── Information shown ──

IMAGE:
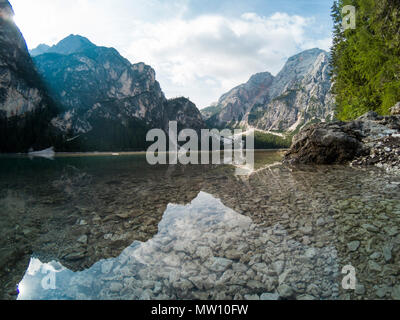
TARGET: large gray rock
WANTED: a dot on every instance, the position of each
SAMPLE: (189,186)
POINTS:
(326,143)
(396,109)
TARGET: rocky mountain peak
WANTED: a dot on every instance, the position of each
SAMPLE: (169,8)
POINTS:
(25,108)
(69,45)
(295,69)
(298,94)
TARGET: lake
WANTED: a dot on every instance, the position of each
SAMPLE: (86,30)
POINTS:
(97,226)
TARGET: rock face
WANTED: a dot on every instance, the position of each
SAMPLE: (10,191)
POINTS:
(103,92)
(23,100)
(300,93)
(370,140)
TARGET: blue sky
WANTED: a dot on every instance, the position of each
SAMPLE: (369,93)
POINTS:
(199,48)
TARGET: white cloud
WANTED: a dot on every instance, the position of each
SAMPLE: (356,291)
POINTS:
(201,57)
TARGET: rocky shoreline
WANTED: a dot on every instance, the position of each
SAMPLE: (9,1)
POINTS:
(370,140)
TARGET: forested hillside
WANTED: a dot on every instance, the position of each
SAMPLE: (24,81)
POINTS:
(366,60)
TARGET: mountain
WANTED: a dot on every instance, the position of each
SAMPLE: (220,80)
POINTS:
(42,48)
(25,107)
(300,93)
(109,103)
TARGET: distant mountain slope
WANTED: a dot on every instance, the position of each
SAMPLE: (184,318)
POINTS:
(298,94)
(25,108)
(109,102)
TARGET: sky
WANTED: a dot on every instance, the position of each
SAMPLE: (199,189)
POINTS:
(200,49)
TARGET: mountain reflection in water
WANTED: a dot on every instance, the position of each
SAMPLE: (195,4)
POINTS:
(116,228)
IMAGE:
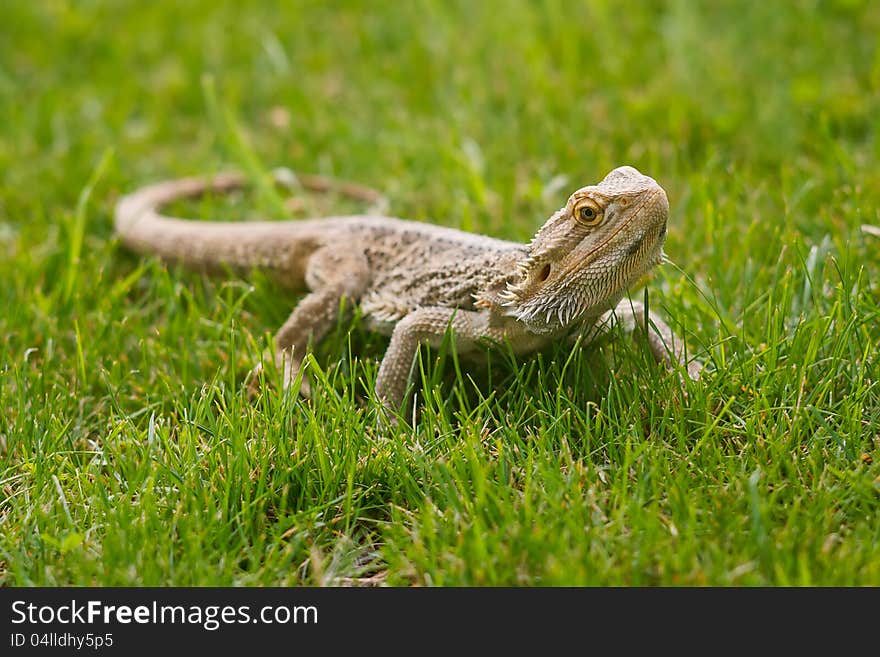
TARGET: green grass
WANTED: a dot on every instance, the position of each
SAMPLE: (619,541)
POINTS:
(130,453)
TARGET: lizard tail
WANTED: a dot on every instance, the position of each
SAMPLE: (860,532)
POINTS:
(278,246)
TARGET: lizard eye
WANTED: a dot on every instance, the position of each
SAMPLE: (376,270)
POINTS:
(588,214)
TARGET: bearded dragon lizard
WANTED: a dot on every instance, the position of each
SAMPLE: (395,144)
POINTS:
(415,281)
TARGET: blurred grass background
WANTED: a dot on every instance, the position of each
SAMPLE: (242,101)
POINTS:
(130,454)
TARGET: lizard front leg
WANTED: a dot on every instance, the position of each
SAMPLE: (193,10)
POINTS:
(665,346)
(337,277)
(423,326)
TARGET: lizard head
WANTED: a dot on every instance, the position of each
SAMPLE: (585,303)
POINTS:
(583,259)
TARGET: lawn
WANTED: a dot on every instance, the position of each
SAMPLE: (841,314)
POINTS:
(131,453)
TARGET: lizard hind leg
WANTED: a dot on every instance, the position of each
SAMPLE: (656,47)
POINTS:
(337,278)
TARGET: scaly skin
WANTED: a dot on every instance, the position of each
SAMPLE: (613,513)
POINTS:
(414,281)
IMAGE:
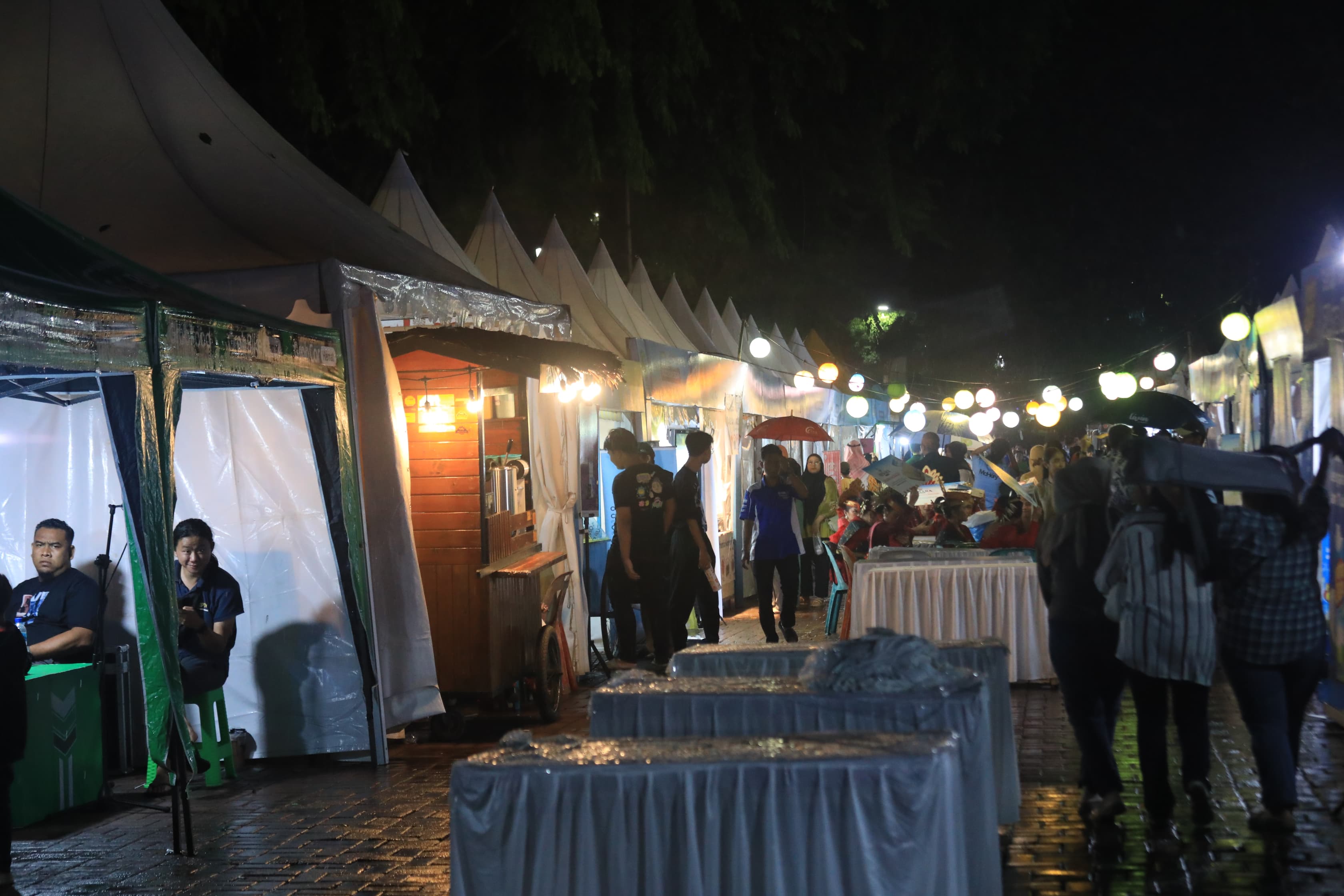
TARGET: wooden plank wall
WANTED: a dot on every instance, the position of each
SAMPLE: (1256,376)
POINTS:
(447,523)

───

→ **What is being asked**
Without the pictures, restate all the entries above exactly.

→ **Written solution**
IMAGE:
TARGET: large gray rock
WANTED: a dot on every instance, the position of each
SAMPLE: (189,186)
POINTS:
(326,143)
(396,109)
TARGET: rocky mountain peak
WANTED: a dot on every instance, the position of each
SAMPLE: (169,8)
POINTS:
(25,108)
(69,45)
(295,69)
(298,94)
TARGET: lake
WANTED: a dot on every instance, the position of each
SAMPLE: (86,30)
POINTS:
(97,226)
TARGET: rock face
WANTED: a dot on every instance, the position of each
SAMPLE: (10,191)
POINTS:
(103,92)
(23,100)
(300,93)
(370,140)
TARGET: blue sky
WANTED: a dot on every instance, the position of each
SAMPLE: (369,93)
POINTS:
(199,48)
TARGET: white cloud
WANTED: a dot on every instance, the position of each
SAMPLE: (356,291)
POINTS:
(201,57)
TARGET: rocky shoreline
WANTED: a dot on every instance, the position of each
SAMPLE: (9,1)
POINTS:
(370,140)
TARGET: forested hillside
WANTED: a dot on every instance, the position of each
SAMPLE: (24,81)
POINTS:
(366,60)
TARGET: mountain
WANTED: a dot on every instance, the position of each
SAMPLE: (220,80)
POINTS:
(42,48)
(25,107)
(300,93)
(109,103)
TARGET: distant mountain slope
WANTED: a dot on every instance, the position of each
SAMPLE: (184,318)
POINTS:
(298,94)
(25,108)
(109,102)
TARGET: sky
WANTED: a dot on every instance, the position of each
SAMPLE: (199,189)
POINTS:
(200,49)
TARGET: mountain reflection in water
WANTED: a dot on every instance, the position of each
SAMPLE: (195,4)
POINTS:
(116,228)
IMAGE:
TARGET: green grass
WANTED: a dot on every instance, the position of each
SAMPLE: (619,541)
POINTS:
(130,453)
TARGET: lizard tail
WANTED: a dot on every instance, the position of each
SAMPLE: (860,532)
POINTS:
(278,246)
TARGET: lizard eye
WANTED: a dot on every instance, the position of each
SAMPLE: (376,270)
POINTS:
(588,214)
TARGET: bearded dragon lizard
WANTED: a dot on every instance, the position of each
SAMPLE: (395,144)
POINTS:
(415,281)
TARGET: blurred grass background
WANTED: a dot on every instance, the position of each
SAMPLE: (242,101)
POINTS:
(130,454)
TARGET: lizard front leg
WANTED: a dot on every instance, the position of each
SAMPLE: (193,10)
POINTS:
(665,346)
(337,277)
(423,326)
TARGET: lizard head
WANTED: a dot on every instance, the position of each
SAMPLE: (585,303)
POINTS:
(583,259)
TARGET: lawn
WANTED: a dot on every instance, the position of each
SAMPLE: (841,314)
POINTS:
(131,453)
TARGET: lizard hind leg
WANTED: a dot on every instance, the position of each
SAMPLE: (656,47)
POINTS:
(337,278)
TARGET: scaly skin
WANTED: a dot on every instance, the position of each
SAMPLE: (613,513)
POINTS:
(414,281)
IMAGE:
TARGET: wooden plank wall
WANTED: a dot on every instance, the position of each
SAMPLE: (1256,376)
POINTS:
(447,523)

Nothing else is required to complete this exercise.